_INSTRUÇÕES DAS TAREFAS_
**a)** Com base no texto sobre rinossinusite, responda:
(i) Quanto tempo duram os sintomas na sinusite subaguda?
(ii) Que agentes patogénicos infecciosos se associam mais frequentemente à rinite?
(iii) Que seios drenam para a unidade ostiomeatal?
**b)** Prossiga o texto sobre rinossinusite a partir da última frase apresentada.

_TEXTO DE ORIGEM_
Definição e importância do problema
Rinite (termo sinónimo de coriza) é definida como a inflamação aguda ou crónica das fossas nasais a qual origina como sinais predominantes rinorreia e obstrução nasal.
A rinossinusite é um processo de inflamação da mucosa naso-sinusal. Pode ser classificada de acordo com a sua evolução temporal e a intensidade dos sintomas, em aguda, subaguda, crónica ou recorrente.
A rinossinusite aguda caracteriza-se por sinais e sintomas de infecção aguda das vias respiratórias superiores, que duram mais do que 10 dias e menos do que três semanas. Na sinusite crónica os sintomas persistem por mais de três meses, enquanto na subaguda duram entre 3 semanas a três meses.
É importante referir, a propósito, que o nariz e os seios perinasais são revestidos por um epitélio ciliado pseudoestratificado. Tendo em conta que existe uma identidade anatómica e funcional entre a mucosa nasal e a sinusal e que ambas estão em continuidade, a inflamação sumultânea destas mucosas é muito frequente, razão pela qual é preferível a designação de rinossinusite. Portanto, relativamente ao termo sinusite há que ter presente este conceito.
Os agentes patogénicos infecciosos mais frequentemente associados a rinite são os rinovírus. Na sinusite predominam as bactérias.
Neste capítulo é abordada a sinusite de causa infecciosa bacteriana.
Etiopatogénese
Na situação sinusite aguda, as principais bactérias patogénicas que têm sido isoladas, quer por colheita do meato médio, que por punção sinusal são: S. pneumoniae, H. influenzae, Moraxella catarrhalis, S. aureus e Streptococcus pyogenes.
Na sinusite crónica, predominam Streptococcus aneróbios, Bacteróides sp e Fusobacterium sp.
A integridade da mucosa naso-sinusal, assim como o bom funcionamento dos mecanismos de transporte mucociliar, são essenciais para a manutenção de uma fisiologia normal. Todos os factores que alteram a composição da camada do muco ou o funcionamento dos cílios favorecem a infecção.
É importante também que a ventilação e a drenagem dos seios sejam adequadas e que os orifícios de drenagem estejam funcionantes.
A unidade ostiomeatal constitui a zona chave de toda a fisiologia dos seios: é o espaço para onde drenam os seios frontais, os seios etmoidais anteriores e os maxilares. Corresponde a uma zona complexa e bastante estreita nas crianças, que pode facilmente ser obstruída por edema inflamatório da mucosa, secreções espessas, pólipos, ou alterações anatómicas. A obstrução dos ostia produz dificuldades de ventilação e drenagem dos seios, retenção de secreções e pressão negativa intra-sinusal que facilita a aspiração de bactérias patogénicas para dentro dos seios com consequente infecção.

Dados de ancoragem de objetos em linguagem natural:
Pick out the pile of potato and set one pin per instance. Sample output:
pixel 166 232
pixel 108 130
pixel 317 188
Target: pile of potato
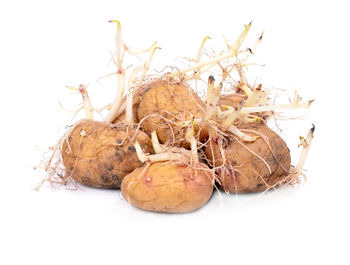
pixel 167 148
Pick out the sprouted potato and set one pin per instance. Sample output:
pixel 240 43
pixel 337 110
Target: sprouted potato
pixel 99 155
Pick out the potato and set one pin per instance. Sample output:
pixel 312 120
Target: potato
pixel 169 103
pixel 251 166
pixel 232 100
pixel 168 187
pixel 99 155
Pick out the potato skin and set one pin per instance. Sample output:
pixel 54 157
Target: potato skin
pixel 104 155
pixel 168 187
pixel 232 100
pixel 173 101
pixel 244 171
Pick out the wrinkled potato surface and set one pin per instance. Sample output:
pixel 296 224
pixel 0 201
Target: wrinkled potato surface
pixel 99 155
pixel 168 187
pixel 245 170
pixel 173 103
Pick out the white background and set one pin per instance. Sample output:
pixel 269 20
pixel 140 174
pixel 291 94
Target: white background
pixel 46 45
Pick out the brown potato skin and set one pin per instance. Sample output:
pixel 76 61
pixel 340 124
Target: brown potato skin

_RESPOSTAS ESCRITAS_
**a)**
(i) Entre 3 semanas e três meses.
(ii) Os rinovírus.
(iii) Os seios frontais, os seios etmoidais anteriores e os maxilares.

**b)**
A sinusite aguda é muitas vezes precedida de uma infecção por vírus, que prepara o terreno para a infecção bacteriana. Na sinusite crónica ou na recorrente predominam os factores gerais ou as anomalias locais.
Os seios mais afectados são, por ordem decrescente, os maxilares, os etmoidais e os esfenoidais. Os seios frontais só são afectados a partir dos 7 anos. Muitas vezes há um processo de poli ou de pansinusite.
Factores de risco
Os factores de risco de sinusite são semelhantes aos factores de risco de otite. Deve referir-se que as infecções por vírus das vias aéreas superiores, tais como metapneumovírus, rinovírus, influenzae, parainfluenzae, sincicial respiratório e adenovírus, constituem importantes factores de risco, tanto de sinusite aguda como de crónica ou recorrente.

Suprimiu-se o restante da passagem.